ACTIVITY.
Exact reproduction is needed for the lines from the one with "For every instance of the building" to the end of the listing below, and for no other lines.

STUDY MATERIAL.
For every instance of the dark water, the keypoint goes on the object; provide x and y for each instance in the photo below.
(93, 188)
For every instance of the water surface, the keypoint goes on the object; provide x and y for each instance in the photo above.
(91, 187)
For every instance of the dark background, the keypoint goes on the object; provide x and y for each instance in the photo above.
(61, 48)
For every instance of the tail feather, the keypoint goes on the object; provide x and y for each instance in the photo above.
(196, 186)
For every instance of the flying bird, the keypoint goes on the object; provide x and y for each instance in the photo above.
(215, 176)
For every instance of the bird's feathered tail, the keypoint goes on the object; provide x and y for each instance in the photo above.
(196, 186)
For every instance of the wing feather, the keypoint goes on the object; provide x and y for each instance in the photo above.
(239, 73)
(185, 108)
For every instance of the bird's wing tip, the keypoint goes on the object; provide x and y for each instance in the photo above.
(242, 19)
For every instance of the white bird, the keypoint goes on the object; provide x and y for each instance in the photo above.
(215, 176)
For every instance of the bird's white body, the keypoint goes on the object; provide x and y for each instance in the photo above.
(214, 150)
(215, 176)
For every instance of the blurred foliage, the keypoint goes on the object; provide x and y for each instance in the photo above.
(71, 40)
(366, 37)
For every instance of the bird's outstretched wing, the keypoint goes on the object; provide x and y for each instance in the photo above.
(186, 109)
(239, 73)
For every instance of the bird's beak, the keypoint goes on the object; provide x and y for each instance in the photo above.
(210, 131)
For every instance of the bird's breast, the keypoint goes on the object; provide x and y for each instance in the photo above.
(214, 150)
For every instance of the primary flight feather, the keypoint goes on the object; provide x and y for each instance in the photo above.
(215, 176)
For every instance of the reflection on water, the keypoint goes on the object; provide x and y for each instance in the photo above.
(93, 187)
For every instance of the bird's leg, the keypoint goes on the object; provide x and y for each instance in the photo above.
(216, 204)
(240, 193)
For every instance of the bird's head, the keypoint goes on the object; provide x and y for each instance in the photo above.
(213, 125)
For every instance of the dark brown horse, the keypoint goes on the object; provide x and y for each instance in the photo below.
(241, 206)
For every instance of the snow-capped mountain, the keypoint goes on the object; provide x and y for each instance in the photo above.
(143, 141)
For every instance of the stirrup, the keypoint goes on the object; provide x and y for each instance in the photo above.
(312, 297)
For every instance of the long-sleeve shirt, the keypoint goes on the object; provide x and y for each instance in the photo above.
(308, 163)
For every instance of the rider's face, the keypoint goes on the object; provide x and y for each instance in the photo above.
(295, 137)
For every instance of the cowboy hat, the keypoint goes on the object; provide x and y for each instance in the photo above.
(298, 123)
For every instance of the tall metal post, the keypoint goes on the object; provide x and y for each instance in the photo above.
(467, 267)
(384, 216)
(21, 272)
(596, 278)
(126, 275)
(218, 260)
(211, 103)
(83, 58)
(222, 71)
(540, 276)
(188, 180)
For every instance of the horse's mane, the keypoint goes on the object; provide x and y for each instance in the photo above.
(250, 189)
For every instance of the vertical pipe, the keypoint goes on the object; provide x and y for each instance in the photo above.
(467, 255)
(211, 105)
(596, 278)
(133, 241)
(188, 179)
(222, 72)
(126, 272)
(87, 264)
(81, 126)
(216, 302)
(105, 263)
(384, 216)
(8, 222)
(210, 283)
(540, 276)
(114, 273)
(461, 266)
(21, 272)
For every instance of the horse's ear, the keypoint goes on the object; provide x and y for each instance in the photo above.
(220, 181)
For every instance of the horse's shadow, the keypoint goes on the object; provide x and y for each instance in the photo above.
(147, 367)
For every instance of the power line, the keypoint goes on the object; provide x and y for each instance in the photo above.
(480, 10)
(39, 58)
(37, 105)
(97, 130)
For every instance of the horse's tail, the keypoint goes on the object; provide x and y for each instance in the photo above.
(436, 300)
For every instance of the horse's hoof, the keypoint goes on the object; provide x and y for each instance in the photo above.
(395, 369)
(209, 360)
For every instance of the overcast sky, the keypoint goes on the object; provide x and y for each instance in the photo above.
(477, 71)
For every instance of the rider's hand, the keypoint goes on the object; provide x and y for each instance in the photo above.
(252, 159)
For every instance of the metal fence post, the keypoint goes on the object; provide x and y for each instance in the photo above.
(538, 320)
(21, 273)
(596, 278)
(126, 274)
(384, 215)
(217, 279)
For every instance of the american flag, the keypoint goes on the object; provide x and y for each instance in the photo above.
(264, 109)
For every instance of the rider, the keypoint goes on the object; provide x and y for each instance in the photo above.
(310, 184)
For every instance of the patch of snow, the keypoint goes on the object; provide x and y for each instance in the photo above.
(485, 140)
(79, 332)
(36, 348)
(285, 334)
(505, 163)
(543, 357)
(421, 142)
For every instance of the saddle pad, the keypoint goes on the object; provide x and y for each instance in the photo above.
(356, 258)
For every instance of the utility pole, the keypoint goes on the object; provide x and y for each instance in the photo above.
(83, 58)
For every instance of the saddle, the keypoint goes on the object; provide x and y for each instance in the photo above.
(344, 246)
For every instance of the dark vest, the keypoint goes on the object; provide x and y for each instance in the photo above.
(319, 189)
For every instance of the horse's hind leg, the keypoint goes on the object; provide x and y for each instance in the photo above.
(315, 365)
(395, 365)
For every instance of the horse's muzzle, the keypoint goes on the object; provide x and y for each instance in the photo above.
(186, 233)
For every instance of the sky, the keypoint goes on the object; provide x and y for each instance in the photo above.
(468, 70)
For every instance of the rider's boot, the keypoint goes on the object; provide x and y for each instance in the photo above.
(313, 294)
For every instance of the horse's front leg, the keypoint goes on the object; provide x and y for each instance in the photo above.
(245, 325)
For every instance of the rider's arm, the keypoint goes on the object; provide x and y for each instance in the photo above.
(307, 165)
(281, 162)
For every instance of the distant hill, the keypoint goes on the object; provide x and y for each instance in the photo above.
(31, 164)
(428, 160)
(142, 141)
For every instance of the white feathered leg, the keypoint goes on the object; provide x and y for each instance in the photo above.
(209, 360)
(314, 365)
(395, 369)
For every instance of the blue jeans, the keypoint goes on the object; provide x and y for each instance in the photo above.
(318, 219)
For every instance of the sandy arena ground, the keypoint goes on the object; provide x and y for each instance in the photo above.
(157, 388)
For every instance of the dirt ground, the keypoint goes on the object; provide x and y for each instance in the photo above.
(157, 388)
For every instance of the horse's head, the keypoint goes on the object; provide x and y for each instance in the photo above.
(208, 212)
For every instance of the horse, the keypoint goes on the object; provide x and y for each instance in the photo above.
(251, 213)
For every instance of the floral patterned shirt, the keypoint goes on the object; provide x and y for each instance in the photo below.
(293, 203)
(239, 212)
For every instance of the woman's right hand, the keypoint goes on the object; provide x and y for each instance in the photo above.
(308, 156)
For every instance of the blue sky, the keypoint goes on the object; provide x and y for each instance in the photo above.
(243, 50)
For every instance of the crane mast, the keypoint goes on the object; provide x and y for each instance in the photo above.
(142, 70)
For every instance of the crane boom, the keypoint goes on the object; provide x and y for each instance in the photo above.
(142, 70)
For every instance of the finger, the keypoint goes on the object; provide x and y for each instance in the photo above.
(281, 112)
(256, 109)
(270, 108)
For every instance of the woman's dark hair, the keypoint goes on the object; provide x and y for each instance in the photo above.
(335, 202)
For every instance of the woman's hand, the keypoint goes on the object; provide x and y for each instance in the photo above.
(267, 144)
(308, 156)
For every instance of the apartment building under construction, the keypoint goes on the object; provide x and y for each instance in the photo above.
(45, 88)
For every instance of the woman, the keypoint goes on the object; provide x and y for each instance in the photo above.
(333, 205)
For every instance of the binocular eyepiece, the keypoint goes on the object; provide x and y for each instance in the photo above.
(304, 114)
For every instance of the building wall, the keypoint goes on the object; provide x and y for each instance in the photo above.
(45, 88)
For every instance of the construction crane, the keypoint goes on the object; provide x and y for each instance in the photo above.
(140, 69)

OUTPUT.
For every instance of the building wall, the keypoint goes on the object; provide x and y for each instance in the photo above.
(45, 88)
For every instance of the construction crane, the keypoint goes on the object; provide x and y for each instance in the photo above.
(140, 69)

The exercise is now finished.